» **What is expected**: Type again, exactly, the lines below from the start through the line that includes "like [[423, 92]].".
++++ Supplied records ++++
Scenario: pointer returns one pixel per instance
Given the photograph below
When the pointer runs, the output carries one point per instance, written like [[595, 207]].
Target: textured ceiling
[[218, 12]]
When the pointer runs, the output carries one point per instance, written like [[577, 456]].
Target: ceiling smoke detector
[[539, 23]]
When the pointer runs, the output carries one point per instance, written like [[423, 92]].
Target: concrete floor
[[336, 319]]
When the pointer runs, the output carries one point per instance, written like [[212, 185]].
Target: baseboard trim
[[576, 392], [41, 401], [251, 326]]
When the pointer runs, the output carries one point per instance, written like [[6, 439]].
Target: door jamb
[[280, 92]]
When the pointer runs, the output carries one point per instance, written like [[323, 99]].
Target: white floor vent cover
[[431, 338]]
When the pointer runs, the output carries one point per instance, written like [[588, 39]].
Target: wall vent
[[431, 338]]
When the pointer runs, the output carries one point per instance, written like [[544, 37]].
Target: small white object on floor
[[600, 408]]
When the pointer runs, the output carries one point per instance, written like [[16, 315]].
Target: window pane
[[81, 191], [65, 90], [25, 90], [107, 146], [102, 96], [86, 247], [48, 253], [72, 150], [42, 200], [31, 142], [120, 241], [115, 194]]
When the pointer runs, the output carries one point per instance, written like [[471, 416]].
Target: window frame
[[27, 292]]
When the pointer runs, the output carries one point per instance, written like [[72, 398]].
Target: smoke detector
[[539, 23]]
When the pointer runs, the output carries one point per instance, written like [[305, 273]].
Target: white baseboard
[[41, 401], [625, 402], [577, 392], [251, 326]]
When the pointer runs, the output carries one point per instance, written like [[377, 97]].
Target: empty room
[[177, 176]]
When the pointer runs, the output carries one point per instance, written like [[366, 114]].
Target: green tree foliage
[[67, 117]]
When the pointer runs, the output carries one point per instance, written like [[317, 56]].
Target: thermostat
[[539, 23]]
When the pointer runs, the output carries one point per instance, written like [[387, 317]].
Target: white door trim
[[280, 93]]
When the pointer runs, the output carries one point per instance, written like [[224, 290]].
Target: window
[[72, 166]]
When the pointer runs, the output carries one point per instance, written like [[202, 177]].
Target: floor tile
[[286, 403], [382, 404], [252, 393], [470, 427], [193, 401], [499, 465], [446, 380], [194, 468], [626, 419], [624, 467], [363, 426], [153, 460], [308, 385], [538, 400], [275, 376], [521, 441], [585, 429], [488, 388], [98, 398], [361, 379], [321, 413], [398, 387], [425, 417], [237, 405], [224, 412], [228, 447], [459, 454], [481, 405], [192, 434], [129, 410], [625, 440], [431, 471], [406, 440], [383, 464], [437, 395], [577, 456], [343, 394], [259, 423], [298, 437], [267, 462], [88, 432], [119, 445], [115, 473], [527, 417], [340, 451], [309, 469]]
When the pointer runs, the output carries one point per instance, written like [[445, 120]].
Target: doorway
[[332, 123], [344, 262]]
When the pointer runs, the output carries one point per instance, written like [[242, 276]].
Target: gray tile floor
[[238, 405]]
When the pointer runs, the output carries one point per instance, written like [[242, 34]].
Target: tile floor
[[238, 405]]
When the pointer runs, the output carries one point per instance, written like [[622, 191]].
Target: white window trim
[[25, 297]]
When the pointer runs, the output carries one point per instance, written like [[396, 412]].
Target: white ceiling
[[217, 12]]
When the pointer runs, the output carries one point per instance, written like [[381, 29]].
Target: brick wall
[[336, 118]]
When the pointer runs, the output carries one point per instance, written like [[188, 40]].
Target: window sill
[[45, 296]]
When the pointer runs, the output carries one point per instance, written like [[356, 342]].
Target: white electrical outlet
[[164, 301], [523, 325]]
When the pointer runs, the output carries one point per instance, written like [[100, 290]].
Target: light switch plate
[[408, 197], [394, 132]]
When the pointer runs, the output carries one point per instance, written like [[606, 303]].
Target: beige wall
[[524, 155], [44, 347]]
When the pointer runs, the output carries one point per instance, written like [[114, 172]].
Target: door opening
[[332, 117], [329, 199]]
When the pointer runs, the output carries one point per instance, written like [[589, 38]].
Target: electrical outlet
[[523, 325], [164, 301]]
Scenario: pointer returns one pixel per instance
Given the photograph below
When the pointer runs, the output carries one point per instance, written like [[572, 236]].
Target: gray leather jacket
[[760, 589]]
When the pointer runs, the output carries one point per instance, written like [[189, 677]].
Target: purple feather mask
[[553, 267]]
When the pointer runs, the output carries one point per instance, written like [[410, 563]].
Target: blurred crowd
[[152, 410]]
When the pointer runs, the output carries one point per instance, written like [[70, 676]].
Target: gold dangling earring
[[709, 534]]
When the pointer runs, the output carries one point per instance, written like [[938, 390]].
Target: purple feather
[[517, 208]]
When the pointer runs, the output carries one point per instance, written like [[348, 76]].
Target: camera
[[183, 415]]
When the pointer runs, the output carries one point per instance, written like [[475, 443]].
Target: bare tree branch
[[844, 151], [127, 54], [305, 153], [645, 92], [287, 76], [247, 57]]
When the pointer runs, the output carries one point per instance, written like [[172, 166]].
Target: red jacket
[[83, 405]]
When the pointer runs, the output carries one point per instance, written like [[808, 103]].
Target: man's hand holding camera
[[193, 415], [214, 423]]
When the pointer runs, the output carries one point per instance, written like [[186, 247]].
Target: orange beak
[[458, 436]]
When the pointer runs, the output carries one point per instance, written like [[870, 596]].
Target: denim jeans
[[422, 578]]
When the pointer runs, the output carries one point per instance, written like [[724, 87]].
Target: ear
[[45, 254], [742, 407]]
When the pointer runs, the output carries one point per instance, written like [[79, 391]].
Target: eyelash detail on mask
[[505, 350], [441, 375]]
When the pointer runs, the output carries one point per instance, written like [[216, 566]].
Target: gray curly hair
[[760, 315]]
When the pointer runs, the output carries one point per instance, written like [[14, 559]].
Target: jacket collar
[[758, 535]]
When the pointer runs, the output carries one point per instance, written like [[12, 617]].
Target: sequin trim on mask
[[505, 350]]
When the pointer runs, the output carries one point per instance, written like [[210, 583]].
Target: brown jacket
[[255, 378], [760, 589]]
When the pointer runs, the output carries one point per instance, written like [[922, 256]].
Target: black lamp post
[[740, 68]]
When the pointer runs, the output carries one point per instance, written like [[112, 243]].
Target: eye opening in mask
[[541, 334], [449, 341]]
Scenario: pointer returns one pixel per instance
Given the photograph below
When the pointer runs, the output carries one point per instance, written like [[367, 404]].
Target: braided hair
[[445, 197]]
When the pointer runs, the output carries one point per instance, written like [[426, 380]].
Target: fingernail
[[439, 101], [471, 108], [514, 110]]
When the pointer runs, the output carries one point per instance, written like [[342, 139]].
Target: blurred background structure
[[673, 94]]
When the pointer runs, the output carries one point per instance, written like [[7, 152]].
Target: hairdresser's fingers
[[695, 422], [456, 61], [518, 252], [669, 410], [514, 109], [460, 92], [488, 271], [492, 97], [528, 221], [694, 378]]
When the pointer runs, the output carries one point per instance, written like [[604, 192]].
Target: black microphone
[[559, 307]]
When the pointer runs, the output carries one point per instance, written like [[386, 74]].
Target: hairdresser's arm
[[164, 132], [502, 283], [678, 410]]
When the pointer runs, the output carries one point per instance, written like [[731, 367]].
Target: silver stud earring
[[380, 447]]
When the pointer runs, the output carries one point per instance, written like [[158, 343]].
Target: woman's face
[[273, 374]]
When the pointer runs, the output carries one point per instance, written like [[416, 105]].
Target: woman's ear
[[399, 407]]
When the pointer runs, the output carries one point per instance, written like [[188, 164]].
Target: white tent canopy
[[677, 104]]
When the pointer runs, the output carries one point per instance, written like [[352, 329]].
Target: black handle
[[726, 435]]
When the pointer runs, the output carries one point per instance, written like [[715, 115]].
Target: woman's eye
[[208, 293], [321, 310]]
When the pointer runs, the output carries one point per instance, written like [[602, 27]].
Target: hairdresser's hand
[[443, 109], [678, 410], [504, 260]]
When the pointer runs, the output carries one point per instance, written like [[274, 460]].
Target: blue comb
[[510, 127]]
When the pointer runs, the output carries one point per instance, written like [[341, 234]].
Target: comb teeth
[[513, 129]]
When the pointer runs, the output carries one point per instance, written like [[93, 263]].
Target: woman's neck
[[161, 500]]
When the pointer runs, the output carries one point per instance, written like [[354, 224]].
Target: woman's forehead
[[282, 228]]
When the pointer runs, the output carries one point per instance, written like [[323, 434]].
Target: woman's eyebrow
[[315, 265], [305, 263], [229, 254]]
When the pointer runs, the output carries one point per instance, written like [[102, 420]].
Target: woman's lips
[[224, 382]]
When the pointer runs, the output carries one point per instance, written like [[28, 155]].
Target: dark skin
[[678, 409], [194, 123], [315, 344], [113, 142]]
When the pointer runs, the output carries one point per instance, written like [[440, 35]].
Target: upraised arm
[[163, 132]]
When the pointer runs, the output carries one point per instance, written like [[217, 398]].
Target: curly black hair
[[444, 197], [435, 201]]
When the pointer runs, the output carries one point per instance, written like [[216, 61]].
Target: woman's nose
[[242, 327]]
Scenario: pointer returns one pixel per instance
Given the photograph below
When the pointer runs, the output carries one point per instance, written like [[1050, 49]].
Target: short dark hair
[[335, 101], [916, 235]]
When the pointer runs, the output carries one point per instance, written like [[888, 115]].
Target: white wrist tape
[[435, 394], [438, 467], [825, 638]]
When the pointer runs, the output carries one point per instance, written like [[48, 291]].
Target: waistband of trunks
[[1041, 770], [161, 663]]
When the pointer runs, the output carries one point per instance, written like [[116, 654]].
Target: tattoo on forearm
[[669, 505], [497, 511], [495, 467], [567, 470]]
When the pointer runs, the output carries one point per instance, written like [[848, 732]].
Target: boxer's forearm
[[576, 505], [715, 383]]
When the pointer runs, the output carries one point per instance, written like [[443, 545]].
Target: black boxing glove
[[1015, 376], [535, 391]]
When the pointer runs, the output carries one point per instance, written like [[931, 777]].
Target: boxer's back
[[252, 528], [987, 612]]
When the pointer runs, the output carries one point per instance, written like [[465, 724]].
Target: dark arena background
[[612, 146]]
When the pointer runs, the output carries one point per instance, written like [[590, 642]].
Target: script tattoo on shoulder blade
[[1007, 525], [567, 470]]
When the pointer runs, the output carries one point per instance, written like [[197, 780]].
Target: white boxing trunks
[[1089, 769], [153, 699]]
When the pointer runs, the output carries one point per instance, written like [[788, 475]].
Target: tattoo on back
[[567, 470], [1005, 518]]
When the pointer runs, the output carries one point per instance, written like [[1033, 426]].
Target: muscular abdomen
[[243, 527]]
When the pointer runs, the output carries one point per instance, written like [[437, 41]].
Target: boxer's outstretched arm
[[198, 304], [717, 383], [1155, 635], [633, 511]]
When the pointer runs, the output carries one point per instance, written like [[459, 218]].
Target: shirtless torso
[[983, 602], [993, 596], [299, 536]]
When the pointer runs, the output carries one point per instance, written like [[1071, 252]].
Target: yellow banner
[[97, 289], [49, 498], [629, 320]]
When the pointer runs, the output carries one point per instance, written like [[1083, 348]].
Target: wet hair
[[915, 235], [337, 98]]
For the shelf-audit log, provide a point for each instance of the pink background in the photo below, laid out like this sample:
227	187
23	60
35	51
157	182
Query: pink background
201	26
++++
» **Answer to this exercise**:
Scenario: pointer returns one pixel per instance
Given the photograph below
When the pointer runs, the output carries one point per instance, written like [[595, 207]].
Target: textured ceiling
[[218, 12]]
When the pointer runs, the output carries one point per instance, written like [[577, 456]].
Target: ceiling smoke detector
[[539, 23]]
When the pointer runs, the output carries one point per instance, written like [[423, 92]].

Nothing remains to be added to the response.